Object point labels:
──────────────────────────────
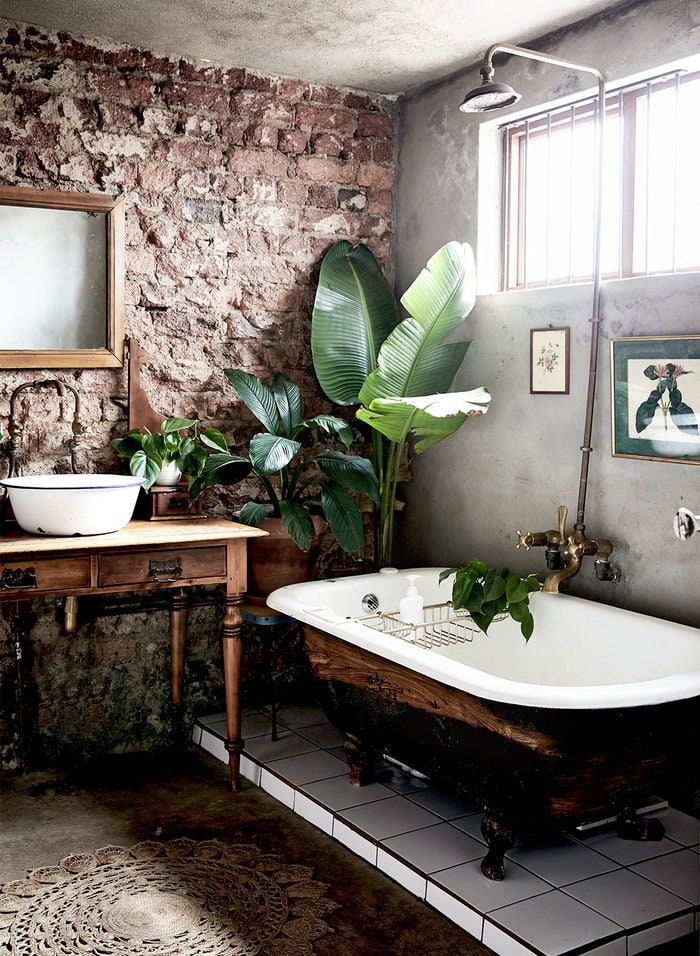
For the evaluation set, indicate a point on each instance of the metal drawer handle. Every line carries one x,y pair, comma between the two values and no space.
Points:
164,571
17,578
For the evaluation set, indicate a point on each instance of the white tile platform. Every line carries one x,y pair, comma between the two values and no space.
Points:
579,894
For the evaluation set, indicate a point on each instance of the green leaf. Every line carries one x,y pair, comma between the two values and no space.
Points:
413,359
645,412
271,453
343,516
289,403
350,471
428,418
354,311
177,424
144,467
298,523
258,398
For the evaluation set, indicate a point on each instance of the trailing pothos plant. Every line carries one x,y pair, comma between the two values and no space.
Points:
397,370
486,592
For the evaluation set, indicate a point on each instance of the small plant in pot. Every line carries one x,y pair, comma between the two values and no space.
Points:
180,448
487,593
303,483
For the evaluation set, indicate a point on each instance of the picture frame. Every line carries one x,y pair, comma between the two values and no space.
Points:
549,361
655,398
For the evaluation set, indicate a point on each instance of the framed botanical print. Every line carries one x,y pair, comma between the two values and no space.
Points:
549,361
655,398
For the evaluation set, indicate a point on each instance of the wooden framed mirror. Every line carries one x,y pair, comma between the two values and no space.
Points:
62,279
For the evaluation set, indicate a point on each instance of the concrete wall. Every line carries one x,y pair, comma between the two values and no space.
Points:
513,467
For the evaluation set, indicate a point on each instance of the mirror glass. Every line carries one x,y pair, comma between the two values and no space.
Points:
61,272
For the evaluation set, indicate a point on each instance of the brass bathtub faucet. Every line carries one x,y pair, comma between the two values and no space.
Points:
564,553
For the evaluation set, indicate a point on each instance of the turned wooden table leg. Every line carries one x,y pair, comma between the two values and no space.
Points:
233,657
178,638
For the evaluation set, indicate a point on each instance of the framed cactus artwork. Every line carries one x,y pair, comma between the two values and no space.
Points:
655,398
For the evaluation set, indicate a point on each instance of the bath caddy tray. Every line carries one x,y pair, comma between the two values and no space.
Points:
443,626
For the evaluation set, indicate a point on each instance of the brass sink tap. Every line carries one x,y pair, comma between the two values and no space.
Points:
566,552
16,429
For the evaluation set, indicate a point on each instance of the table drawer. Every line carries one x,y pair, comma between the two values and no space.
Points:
30,576
152,567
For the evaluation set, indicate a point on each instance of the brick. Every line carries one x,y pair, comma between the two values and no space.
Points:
292,193
325,170
265,136
375,124
377,177
121,86
293,141
329,144
253,162
319,117
262,107
379,202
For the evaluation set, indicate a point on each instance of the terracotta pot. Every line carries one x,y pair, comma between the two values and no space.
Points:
277,560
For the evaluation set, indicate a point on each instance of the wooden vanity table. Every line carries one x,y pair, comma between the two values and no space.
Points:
146,555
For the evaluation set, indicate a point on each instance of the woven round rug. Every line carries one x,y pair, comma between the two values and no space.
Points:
181,898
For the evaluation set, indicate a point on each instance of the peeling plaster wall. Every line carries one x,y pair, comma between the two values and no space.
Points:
513,467
235,186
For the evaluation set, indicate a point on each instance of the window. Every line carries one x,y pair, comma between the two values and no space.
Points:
651,202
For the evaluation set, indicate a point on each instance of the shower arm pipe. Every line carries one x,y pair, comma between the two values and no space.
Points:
487,72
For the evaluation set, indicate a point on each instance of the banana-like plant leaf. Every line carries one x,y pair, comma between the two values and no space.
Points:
290,404
413,359
354,311
428,418
298,523
257,397
350,471
270,453
343,516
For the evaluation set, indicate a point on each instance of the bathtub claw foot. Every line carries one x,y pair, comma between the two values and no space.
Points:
──────────────────────────────
EXERCISE GOAL: Rescale the material starting at the line that contains "of the banana-like" and ending at the end of the material, repeating every line, requests included, with each point coordinate multiplied by 2.1 and rounded to a whole number, halves rounded up.

FINAL RESULT:
For the evaluation set, indicate a point on each instance of the banana-like plant leaf. Every line carries one x,y pair, comma between the two values and no space.
Points:
609,848
867,754
743,653
899,878
626,1098
540,834
735,989
567,951
720,1084
For the evaluation set, indicate a point on each instance of the bathtub claw foot. Every line carries one x,y pair, comma between the two values and no space.
Points:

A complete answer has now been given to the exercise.